THE PROBLEM ▸ Would you retype, word for word, the line with "of the driftwood" and every line after it through the end of the records below?

[Start EXTRACTED RECORDS]

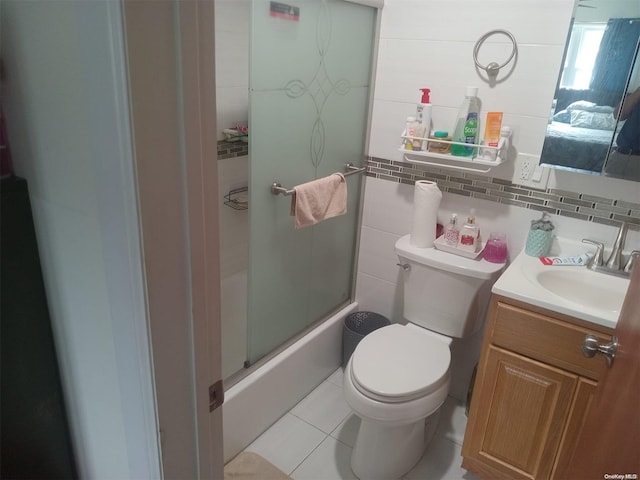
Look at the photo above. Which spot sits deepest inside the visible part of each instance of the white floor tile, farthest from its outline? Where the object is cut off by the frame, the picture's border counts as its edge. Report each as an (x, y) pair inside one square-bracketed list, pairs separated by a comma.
[(336, 377), (440, 462), (287, 443), (347, 431), (324, 408), (453, 421), (330, 461)]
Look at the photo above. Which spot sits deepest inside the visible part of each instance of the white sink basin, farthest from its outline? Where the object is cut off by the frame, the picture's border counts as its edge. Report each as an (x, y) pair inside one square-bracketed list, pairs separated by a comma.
[(572, 290), (593, 290)]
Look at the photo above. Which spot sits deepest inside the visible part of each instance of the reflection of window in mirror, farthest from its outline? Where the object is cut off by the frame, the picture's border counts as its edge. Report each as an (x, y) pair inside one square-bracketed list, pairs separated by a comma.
[(581, 54)]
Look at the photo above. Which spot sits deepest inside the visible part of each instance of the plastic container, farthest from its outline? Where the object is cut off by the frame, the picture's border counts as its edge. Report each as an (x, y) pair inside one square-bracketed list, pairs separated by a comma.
[(540, 237), (467, 124), (452, 232), (469, 235), (495, 250), (356, 326), (423, 114), (437, 147), (410, 131)]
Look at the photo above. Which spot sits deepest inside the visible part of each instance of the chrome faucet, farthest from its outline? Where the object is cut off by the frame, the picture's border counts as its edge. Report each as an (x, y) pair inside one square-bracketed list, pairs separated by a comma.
[(613, 265), (616, 252)]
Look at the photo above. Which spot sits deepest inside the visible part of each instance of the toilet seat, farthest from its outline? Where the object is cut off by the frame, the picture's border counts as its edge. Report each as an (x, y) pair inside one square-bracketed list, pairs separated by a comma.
[(397, 364)]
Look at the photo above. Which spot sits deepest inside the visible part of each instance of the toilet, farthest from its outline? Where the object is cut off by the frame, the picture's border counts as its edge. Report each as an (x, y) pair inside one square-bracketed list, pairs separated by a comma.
[(399, 375)]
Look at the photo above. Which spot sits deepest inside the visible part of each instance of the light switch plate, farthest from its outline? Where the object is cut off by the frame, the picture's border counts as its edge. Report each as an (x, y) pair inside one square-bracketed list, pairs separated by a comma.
[(529, 173)]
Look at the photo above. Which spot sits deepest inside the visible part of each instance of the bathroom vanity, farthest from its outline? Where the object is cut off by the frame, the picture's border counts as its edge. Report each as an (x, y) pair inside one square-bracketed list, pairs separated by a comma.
[(534, 385)]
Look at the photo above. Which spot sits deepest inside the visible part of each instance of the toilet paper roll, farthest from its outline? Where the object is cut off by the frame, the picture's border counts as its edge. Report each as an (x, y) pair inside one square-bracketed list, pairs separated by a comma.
[(426, 201)]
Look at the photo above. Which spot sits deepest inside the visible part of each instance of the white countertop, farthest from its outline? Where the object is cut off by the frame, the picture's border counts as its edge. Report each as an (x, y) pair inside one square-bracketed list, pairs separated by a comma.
[(603, 293)]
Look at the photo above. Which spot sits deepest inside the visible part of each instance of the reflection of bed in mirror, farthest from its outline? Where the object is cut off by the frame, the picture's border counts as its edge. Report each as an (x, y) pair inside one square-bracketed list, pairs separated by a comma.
[(582, 129), (576, 147)]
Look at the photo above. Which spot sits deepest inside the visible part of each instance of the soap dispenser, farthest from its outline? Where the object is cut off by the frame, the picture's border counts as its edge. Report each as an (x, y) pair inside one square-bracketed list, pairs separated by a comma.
[(469, 234), (451, 231)]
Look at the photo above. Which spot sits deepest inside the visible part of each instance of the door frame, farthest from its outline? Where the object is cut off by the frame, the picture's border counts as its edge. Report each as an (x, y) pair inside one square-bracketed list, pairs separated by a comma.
[(171, 67)]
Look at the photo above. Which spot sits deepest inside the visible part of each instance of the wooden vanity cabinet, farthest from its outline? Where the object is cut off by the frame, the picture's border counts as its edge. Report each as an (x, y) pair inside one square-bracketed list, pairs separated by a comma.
[(532, 391)]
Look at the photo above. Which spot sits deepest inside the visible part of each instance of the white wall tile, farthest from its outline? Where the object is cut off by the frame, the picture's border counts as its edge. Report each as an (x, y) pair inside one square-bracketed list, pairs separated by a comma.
[(388, 206), (375, 295), (377, 256)]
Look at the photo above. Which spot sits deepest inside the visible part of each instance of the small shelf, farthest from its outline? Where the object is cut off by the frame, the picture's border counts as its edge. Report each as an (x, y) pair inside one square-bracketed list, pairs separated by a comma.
[(237, 199), (491, 156)]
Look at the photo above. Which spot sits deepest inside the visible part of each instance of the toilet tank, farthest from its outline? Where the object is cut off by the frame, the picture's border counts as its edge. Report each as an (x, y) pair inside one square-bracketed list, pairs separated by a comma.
[(443, 292)]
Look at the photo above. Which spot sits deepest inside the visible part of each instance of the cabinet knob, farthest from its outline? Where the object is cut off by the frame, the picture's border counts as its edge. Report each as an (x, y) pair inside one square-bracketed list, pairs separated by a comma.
[(590, 347)]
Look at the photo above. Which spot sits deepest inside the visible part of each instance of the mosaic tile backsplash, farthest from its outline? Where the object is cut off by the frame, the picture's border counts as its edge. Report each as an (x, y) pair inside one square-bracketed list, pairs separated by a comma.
[(559, 202)]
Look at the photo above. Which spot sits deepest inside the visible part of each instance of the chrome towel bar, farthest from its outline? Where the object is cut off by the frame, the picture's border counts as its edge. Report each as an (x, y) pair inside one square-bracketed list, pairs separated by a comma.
[(349, 168)]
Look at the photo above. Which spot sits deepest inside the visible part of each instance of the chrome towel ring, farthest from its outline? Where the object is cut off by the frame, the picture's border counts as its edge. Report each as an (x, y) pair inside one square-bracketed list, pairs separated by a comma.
[(493, 68)]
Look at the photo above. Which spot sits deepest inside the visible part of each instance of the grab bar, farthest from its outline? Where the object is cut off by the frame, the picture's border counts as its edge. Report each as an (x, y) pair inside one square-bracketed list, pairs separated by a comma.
[(350, 169)]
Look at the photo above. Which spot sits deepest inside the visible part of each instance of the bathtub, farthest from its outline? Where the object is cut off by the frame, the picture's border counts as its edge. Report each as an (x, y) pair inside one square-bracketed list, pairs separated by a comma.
[(262, 397)]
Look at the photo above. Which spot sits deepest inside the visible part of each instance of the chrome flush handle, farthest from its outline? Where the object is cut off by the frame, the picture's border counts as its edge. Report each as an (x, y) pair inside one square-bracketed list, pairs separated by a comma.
[(590, 347)]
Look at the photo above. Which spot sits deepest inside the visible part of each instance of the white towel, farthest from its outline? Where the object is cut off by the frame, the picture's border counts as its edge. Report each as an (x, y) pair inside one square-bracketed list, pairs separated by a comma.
[(319, 200)]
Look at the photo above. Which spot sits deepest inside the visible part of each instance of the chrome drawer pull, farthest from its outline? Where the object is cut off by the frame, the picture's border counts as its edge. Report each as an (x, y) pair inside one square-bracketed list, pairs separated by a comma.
[(590, 347)]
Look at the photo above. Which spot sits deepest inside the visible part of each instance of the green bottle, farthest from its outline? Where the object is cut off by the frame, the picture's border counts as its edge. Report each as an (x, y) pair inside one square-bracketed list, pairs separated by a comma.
[(467, 125)]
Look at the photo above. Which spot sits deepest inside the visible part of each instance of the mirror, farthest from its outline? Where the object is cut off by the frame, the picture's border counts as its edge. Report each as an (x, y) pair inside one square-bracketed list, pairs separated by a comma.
[(599, 70)]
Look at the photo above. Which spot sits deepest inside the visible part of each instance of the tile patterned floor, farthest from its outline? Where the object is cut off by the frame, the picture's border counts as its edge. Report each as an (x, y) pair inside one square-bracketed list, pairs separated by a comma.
[(314, 440)]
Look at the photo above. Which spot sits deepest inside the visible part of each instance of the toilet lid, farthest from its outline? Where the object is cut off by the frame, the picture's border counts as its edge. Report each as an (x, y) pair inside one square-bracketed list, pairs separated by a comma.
[(396, 363)]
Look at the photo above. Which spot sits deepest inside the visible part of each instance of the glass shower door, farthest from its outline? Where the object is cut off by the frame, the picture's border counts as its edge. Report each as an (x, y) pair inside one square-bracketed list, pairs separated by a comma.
[(310, 70)]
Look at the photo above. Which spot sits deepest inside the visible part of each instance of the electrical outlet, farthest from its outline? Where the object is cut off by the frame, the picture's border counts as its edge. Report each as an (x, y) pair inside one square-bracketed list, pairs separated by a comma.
[(528, 173), (526, 168)]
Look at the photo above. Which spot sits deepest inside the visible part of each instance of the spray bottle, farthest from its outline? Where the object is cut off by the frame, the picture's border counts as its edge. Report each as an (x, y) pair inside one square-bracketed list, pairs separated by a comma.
[(423, 114)]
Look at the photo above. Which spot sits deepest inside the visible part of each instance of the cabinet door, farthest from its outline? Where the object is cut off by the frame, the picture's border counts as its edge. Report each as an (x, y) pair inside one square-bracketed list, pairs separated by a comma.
[(519, 417), (577, 416)]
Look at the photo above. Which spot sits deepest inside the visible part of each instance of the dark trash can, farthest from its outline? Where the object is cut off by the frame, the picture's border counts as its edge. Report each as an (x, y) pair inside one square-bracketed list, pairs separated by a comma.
[(356, 326)]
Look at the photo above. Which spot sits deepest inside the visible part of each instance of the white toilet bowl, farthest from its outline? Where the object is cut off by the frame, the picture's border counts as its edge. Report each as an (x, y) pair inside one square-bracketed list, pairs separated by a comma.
[(393, 394)]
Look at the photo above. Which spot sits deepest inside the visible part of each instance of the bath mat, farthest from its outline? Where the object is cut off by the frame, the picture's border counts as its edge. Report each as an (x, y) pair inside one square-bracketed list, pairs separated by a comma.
[(251, 466)]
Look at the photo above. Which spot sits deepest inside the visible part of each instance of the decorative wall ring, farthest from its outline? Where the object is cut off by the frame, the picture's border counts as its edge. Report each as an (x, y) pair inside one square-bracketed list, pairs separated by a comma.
[(493, 68)]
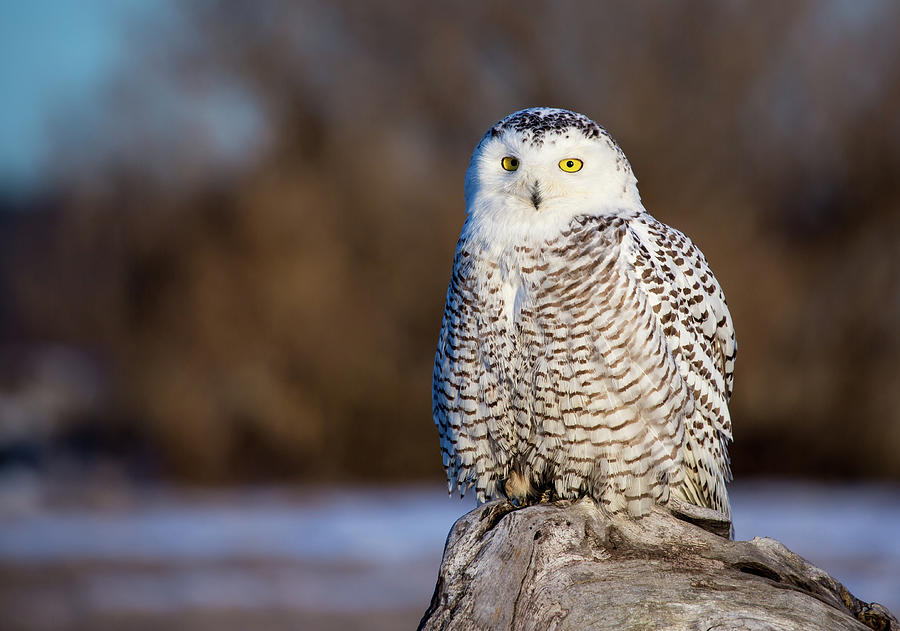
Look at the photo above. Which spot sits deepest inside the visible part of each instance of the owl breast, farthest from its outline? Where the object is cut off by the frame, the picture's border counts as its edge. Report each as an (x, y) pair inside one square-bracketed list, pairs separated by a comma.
[(553, 375)]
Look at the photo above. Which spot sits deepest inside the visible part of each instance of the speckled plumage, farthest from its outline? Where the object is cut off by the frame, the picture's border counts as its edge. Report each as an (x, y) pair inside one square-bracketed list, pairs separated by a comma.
[(586, 348)]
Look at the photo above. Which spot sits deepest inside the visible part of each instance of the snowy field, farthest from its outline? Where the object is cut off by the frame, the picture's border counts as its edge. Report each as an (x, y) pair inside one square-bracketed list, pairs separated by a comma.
[(333, 558)]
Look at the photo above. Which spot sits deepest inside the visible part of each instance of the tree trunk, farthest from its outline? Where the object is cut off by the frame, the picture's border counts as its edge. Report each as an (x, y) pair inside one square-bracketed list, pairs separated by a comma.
[(568, 565)]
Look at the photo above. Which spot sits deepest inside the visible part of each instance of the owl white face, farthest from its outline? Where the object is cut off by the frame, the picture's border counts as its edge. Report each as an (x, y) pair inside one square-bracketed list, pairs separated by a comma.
[(543, 166)]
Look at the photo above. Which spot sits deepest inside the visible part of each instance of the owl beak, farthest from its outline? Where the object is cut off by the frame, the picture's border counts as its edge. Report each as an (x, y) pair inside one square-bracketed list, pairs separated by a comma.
[(536, 195)]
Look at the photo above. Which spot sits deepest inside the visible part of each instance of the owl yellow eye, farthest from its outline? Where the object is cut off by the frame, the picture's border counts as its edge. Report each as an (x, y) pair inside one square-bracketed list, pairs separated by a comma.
[(570, 165), (509, 163)]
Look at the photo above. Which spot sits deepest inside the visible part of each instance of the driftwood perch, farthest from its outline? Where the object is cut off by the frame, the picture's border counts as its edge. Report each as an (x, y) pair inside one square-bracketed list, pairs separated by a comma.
[(570, 566)]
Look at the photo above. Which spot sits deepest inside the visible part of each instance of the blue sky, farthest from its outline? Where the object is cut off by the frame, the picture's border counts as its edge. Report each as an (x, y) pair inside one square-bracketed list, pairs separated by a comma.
[(53, 55)]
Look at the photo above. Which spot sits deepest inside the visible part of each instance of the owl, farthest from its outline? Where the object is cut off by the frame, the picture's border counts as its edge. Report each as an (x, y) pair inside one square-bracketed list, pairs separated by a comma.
[(586, 348)]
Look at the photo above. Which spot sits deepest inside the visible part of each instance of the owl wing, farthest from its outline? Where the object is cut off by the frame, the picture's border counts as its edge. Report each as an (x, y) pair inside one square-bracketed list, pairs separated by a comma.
[(690, 306), (470, 398)]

[End EXTRACTED RECORDS]

THE COMPLETED TASK ▸
Look at the photo above. Which spot sits deepest inside the visible part of each instance of the driftwood perch, farthest from its outline? Where the object is cut off by the frame, the picture's border counts as its edge. Report each as an (x, y) pair inside one square-bracketed list, pairs separated by a comma.
[(570, 566)]
Look at the photo above. Which spot sits deepest inside the visible part of each instance of the blue sky, farthest from its outline? Where the object is cut off by the frame, the picture's border counts as its edge. Report each as an (x, y) pair inside one square-bracketed list, pairs separated by a comma.
[(53, 55)]
Look at the photo above. Which spot sits deepest inside the visible part of each instance of the owl, farthest from its outline? Where the object is cut off by the frame, the picture's border counts as its edge. Report each as an (x, y) pair inside one square-bracketed list, pairs separated by a comma.
[(586, 348)]
Look at the photo above. Which spot sits deepest inside the visible part of each instance of the owl wing, farthest from its outline? Where the object is cut off by the frame, the picture's border counts as its edge. Report each as an (x, y) pair inside one square-bracketed list, pairs separated by a comma.
[(690, 306), (470, 398)]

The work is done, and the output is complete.